+++ The records
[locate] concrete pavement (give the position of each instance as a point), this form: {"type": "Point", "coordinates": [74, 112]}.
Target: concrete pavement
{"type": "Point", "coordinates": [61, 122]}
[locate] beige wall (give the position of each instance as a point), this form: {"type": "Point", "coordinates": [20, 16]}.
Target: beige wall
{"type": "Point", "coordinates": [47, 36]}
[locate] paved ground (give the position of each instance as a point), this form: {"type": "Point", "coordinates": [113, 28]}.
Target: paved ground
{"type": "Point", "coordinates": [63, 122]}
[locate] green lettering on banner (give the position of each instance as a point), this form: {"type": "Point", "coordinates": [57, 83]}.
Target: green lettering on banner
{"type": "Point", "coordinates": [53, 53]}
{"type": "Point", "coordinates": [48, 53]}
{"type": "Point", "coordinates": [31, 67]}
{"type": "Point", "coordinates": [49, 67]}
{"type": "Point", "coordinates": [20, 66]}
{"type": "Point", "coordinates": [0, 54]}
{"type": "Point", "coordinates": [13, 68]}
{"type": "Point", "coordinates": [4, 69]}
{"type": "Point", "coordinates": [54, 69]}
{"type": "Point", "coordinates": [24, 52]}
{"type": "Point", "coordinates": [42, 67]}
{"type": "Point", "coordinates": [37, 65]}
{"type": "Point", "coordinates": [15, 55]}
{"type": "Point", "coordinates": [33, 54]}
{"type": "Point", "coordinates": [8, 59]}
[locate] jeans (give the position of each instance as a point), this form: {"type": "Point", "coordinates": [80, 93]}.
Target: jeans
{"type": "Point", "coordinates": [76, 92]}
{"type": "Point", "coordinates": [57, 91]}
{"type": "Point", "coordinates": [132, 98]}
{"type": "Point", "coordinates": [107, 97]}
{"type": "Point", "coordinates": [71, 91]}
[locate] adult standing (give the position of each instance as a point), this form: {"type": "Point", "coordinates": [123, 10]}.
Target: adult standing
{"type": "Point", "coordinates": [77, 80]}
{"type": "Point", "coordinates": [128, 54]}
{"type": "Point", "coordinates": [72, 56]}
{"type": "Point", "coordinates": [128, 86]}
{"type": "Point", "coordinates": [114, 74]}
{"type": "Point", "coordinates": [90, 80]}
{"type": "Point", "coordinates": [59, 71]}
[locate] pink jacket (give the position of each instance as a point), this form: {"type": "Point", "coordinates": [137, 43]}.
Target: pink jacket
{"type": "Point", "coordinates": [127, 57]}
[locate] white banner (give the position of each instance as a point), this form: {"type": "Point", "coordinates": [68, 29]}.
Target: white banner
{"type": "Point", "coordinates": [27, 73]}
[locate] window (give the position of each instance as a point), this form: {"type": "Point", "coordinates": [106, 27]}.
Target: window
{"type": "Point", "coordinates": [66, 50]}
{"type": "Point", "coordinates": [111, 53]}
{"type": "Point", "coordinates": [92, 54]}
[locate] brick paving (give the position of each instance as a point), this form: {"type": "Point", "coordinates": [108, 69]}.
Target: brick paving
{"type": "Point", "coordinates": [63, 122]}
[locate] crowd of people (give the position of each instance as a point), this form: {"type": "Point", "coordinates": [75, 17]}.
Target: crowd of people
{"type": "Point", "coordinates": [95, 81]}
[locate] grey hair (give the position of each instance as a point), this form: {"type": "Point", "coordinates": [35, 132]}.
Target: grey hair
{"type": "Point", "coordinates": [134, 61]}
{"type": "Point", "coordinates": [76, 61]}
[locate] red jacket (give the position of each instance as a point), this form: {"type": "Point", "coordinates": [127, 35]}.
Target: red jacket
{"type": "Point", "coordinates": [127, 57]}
++++++
• _What you need to do_: Rewrite the lines of the location labeling records above as a numbered list, covering every record and omitting blank lines.

• _Task response_:
1. [locate] concrete pavement (give the position of each instance as a point), this form: {"type": "Point", "coordinates": [74, 112]}.
2. Target: concrete pavement
3. {"type": "Point", "coordinates": [61, 122]}
4. [locate] beige wall (give the position of each instance as a point), this form: {"type": "Point", "coordinates": [20, 16]}.
5. Target: beige wall
6. {"type": "Point", "coordinates": [47, 36]}
7. [locate] paved ground (give the position of each instance as a point), this form: {"type": "Point", "coordinates": [113, 28]}.
8. Target: paved ground
9. {"type": "Point", "coordinates": [63, 122]}
10. [locate] green lettering on banner (give the position of each instance as a point), this form: {"type": "Point", "coordinates": [57, 83]}.
11. Target: green lettering on banner
12. {"type": "Point", "coordinates": [53, 53]}
13. {"type": "Point", "coordinates": [48, 53]}
14. {"type": "Point", "coordinates": [31, 67]}
15. {"type": "Point", "coordinates": [49, 67]}
16. {"type": "Point", "coordinates": [20, 66]}
17. {"type": "Point", "coordinates": [0, 54]}
18. {"type": "Point", "coordinates": [13, 68]}
19. {"type": "Point", "coordinates": [4, 69]}
20. {"type": "Point", "coordinates": [54, 69]}
21. {"type": "Point", "coordinates": [24, 52]}
22. {"type": "Point", "coordinates": [42, 67]}
23. {"type": "Point", "coordinates": [37, 65]}
24. {"type": "Point", "coordinates": [15, 55]}
25. {"type": "Point", "coordinates": [33, 54]}
26. {"type": "Point", "coordinates": [8, 59]}
27. [locate] jeans (give the position of each instance as a point), this form: {"type": "Point", "coordinates": [80, 93]}.
28. Target: jeans
29. {"type": "Point", "coordinates": [76, 92]}
30. {"type": "Point", "coordinates": [57, 91]}
31. {"type": "Point", "coordinates": [132, 98]}
32. {"type": "Point", "coordinates": [107, 97]}
33. {"type": "Point", "coordinates": [71, 91]}
34. [locate] adult standing (give the position of each instance as a point), this form: {"type": "Point", "coordinates": [123, 10]}.
35. Target: adult standing
36. {"type": "Point", "coordinates": [77, 80]}
37. {"type": "Point", "coordinates": [128, 54]}
38. {"type": "Point", "coordinates": [72, 56]}
39. {"type": "Point", "coordinates": [128, 86]}
40. {"type": "Point", "coordinates": [114, 74]}
41. {"type": "Point", "coordinates": [90, 80]}
42. {"type": "Point", "coordinates": [59, 71]}
43. [locate] pink jacket (give the position of each instance as a point), this form: {"type": "Point", "coordinates": [137, 43]}.
44. Target: pink jacket
45. {"type": "Point", "coordinates": [127, 57]}
46. [locate] white banner (give the position of each instance as a point), this form: {"type": "Point", "coordinates": [68, 29]}.
47. Target: white banner
48. {"type": "Point", "coordinates": [27, 73]}
49. [locate] window (give the position of each instance as a point), this form: {"type": "Point", "coordinates": [106, 27]}.
50. Target: window
51. {"type": "Point", "coordinates": [66, 50]}
52. {"type": "Point", "coordinates": [111, 53]}
53. {"type": "Point", "coordinates": [92, 54]}
54. [locate] brick paving (give the position of each instance as a point), this form: {"type": "Point", "coordinates": [108, 69]}.
55. Target: brick paving
56. {"type": "Point", "coordinates": [63, 122]}
57. [locate] crowd of people (give the position of each instance as a point), this form: {"type": "Point", "coordinates": [75, 17]}.
58. Target: crowd of people
59. {"type": "Point", "coordinates": [95, 81]}
60. [locate] grey hair (give the position of each instance as a point), this form: {"type": "Point", "coordinates": [35, 132]}.
61. Target: grey hair
62. {"type": "Point", "coordinates": [134, 61]}
63. {"type": "Point", "coordinates": [76, 61]}
64. [locate] red jacket (give the position of each instance as a point), this form: {"type": "Point", "coordinates": [127, 35]}.
65. Target: red jacket
66. {"type": "Point", "coordinates": [127, 57]}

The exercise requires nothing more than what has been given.